What this task involves: Rewrite the lines below as a JSON list of strings, one string per line, with any blank lines omitted.

[Entries for pointing and labeling]

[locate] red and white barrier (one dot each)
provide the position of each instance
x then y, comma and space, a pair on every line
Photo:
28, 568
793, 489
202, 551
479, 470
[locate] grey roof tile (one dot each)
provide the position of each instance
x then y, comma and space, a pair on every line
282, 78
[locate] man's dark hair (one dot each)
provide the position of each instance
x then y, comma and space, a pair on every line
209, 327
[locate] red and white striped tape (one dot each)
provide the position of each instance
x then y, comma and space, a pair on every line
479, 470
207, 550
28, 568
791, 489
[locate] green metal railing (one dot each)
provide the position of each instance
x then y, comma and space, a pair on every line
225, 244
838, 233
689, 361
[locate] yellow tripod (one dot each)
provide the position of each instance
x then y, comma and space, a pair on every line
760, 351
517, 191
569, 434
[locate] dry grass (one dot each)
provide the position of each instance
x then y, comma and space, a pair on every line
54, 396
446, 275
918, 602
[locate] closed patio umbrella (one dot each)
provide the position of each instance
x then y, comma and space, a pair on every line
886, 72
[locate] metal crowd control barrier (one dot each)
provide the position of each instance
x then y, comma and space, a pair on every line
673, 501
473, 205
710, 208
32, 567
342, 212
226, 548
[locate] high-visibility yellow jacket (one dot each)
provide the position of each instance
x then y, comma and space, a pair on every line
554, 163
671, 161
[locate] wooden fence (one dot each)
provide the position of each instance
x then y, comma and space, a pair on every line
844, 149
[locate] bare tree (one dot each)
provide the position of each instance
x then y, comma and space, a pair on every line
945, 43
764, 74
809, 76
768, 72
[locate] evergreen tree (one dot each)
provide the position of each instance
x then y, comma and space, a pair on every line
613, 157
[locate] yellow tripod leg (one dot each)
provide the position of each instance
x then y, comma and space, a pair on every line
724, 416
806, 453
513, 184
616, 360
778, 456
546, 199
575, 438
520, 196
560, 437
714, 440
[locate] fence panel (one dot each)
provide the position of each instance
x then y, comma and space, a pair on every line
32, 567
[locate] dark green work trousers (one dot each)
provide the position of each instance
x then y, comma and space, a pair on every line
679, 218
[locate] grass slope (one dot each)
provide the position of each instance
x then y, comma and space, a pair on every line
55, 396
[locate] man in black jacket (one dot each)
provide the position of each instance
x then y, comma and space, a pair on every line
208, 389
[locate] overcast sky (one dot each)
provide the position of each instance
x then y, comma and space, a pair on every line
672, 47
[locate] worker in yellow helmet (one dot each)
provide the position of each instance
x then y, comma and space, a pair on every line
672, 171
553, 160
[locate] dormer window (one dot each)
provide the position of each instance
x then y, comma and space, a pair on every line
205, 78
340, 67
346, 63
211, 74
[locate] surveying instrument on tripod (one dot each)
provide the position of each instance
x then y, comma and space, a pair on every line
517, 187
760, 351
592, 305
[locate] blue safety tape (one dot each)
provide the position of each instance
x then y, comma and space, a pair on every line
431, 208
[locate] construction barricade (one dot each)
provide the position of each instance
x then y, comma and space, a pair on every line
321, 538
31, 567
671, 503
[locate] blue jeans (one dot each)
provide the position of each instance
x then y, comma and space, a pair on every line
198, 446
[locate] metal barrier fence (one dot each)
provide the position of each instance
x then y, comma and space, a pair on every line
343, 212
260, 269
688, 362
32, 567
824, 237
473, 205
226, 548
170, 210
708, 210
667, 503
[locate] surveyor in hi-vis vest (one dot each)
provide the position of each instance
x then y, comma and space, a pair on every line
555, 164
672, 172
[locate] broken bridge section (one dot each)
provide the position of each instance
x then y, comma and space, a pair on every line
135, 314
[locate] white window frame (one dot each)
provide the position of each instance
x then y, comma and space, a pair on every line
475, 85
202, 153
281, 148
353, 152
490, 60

Answer to the exercise:
[
  "[locate] red and white barrier (one dot each)",
  "provide the position of each instance",
  "x then y, comma and space, a pair on every line",
  "Photo:",
  "28, 568",
  "793, 489",
  "202, 551",
  "479, 470",
  "[locate] grey roof tile (one dot each)",
  "provide the position of each instance",
  "x then y, comma and space, a pair on every line",
  "282, 78",
  "[locate] man's dark hair (one dot each)",
  "provide the position of each instance",
  "x then y, comma and space, a pair on every line",
  "209, 327",
  "[locate] red and white striped tape (one dot each)",
  "provide the position of each instance",
  "x then y, comma and space, a pair on every line",
  "479, 470",
  "207, 550",
  "28, 568",
  "791, 489",
  "[locate] green metal railing (one dot each)",
  "provide the position of each instance",
  "x then y, comma and space, a pair on every line",
  "225, 244",
  "838, 233",
  "689, 361",
  "[locate] yellow tripod (one dot each)",
  "provide the position of each instance",
  "x then y, comma and space, a pair on every line",
  "760, 351",
  "517, 191",
  "569, 434",
  "[locate] dry grass (one dot each)",
  "provide the position of each instance",
  "x then y, comma and space, a pair on every line",
  "54, 396",
  "446, 275",
  "918, 602",
  "[locate] closed patio umbrella (one dot each)",
  "provide the position of each instance",
  "x then y, comma and space, a pair on every line",
  "886, 72",
  "[locate] metal crowd control barrier (one dot each)",
  "provide the position of each instance",
  "x then y, comma and space, a pair on every line",
  "673, 501",
  "473, 205",
  "710, 208",
  "32, 567",
  "342, 212",
  "226, 548",
  "[locate] high-visibility yellow jacket (one dot each)",
  "provide the position of each instance",
  "x then y, comma and space, a pair on every line",
  "554, 163",
  "671, 161",
  "[locate] wooden fence (one dot each)",
  "provide the position of each instance",
  "x then y, comma and space, a pair on every line",
  "844, 149",
  "[locate] bare tree (one dot each)",
  "provide the position of each instance",
  "x then y, comma and space, a pair on every line",
  "945, 43",
  "764, 74",
  "809, 76",
  "768, 72",
  "[locate] evergreen tree (one dot each)",
  "provide the position of each instance",
  "x then y, comma and space, a pair on every line",
  "613, 157",
  "[locate] yellow tripod leg (one dot each)",
  "provide the position of each instance",
  "x then y, comma and space, a pair on every line",
  "724, 416",
  "806, 453",
  "513, 184",
  "616, 360",
  "778, 456",
  "546, 199",
  "575, 438",
  "520, 196",
  "560, 437",
  "714, 440",
  "[locate] fence panel (one dot each)",
  "provide the position of each instance",
  "x then y, comma and space, a pair on every line",
  "32, 567",
  "[locate] dark green work trousers (one dot each)",
  "provide the position of each instance",
  "x then y, comma and space, a pair on every line",
  "679, 218",
  "[locate] grass slope (one dot each)",
  "provide the position of each instance",
  "x then y, comma and space, a pair on every line",
  "55, 396",
  "[locate] man in black jacket (one dot each)",
  "provide the position of each instance",
  "x then y, comma and space, a pair on every line",
  "208, 389",
  "[locate] overcast sky (one dot each)",
  "provide the position of each instance",
  "x then y, comma and space, a pair on every line",
  "672, 47",
  "[locate] worker in yellow helmet (one dot each)",
  "provide the position of each instance",
  "x then y, comma and space, a pair on every line",
  "672, 171",
  "553, 160",
  "[locate] dormer window (one dot each)",
  "provide the position of each instance",
  "x then y, comma and space, a pair on every line",
  "205, 78",
  "340, 67",
  "346, 63",
  "211, 74",
  "[locate] surveying instrument on tripod (one dot each)",
  "provide the position of each instance",
  "x then y, comma and space, a pair on every line",
  "517, 187",
  "760, 351",
  "592, 305",
  "[locate] blue safety tape (one dot each)",
  "provide the position of each instance",
  "x then y, comma and space, a pair on every line",
  "431, 208",
  "[locate] construction barricade (one dot each)",
  "provide the position of each instance",
  "x then y, comma and space, a pair on every line",
  "321, 538",
  "31, 567",
  "671, 503",
  "[locate] blue jeans (one dot each)",
  "provide the position of each instance",
  "x then y, comma and space, a pair on every line",
  "198, 446",
  "[locate] metal barrier fence (one dot each)",
  "provide the position of each instance",
  "x then y, comma and space, a pair on every line",
  "343, 212",
  "260, 269",
  "688, 362",
  "32, 567",
  "824, 237",
  "473, 205",
  "226, 548",
  "170, 210",
  "708, 210",
  "667, 503",
  "[locate] surveyor in hi-vis vest (one dot each)",
  "provide the position of each instance",
  "x then y, comma and space, a pair on every line",
  "555, 164",
  "672, 172",
  "[locate] broken bridge section (one dot each)",
  "provide the position of each instance",
  "x then y, comma and space, a pair on every line",
  "135, 314",
  "[locate] white window frame (one dot each)",
  "provide the position of each instance",
  "x then y, comma and space, a pair on every line",
  "475, 85",
  "202, 153",
  "281, 148",
  "353, 152",
  "490, 60"
]